** Opening PAGE EXCERPT block **

E.J. Levy's LOVE, IN THEORY

Vanessa Blakeslee

In this enthralling debut collection, winner of the 2011 Flannery O’Connor Award for Short Fiction, E. J. Levy delves into the well-trod territory of modern love, in all its indecisiveness and heartbreak. Levy’s fiction and essays have received numerous honors such as the Pushcart Prize and Nelson Algren Award, as well as the Lambda Literary Award for her anthology, Tasting Life Twice: Literary Lesbian Fiction by New American Writers. Her memoir, Amazons: A Love Story, was recently published by University of Missouri Press. Love, In Theory showcases some of her best fiction, as the stories collected here first appeared in the Paris Review, the Missouri Review, and the Gettysburg Review, to name a few.

** Closing PAGE EXCERPT block **
** Opening SUPPLIED INFORMATION block **

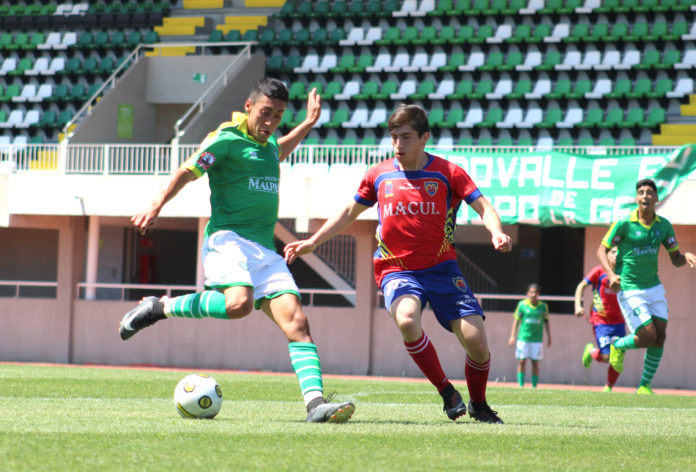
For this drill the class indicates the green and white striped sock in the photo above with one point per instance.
(650, 364)
(207, 304)
(307, 366)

** Closing SUPPLIED INFORMATION block **

→ **EXERCISE DIRECTIONS**
Continue the review of E. J. Levy's story collection Love, In Theory, starting right after its last sentence.

→ **EXERCISE ANSWER**
The majority of Levy’s Love, In Theory cast hails from academia and other brainy occupations, which immediately put me on guard when I opened the book. I’m wary of the preponderance of academics populating fiction these days—with so many writers working at universities, the humanities-professor/graduate-student-in-love story strikes me as all too easy, hardly a stretch of the imagination. Yet I found myself quickly and pleasantly surprised. Levy cleverly constructs her tales as “scholarly theories” from various disciplines (“Theory of the Leisure Class”; “Theory of Transportation,” etc). As such, form and content are linked in a meaningful, intended way, the stories at times delightfully caustic in their self-awareness.  

What makes these stories stand out is the depth and range of Levy’s perspective. Throughout Love, In Theory, her voice is convincing, her sentences pithy, poignant, and humorous in rendering her characters’ struggles. “They offered yoga, they offered meditation, they offered people the chance to throw themselves off cliffs,” Levy states in the “The Best Way Not to Freeze.” The opening story, one of the most emotionally harrowing, follows an adjunct composition instructor who signs up for a rappelling class and falls in love with a sporting goods salesman, only to have him leave her: “This was not where she’d expected to be at thirty-three, alone, clinging to a sheer rock face where nothing grew, with nothing to hold on to, just shallow handholds, cold and dark, just narrow ledges.”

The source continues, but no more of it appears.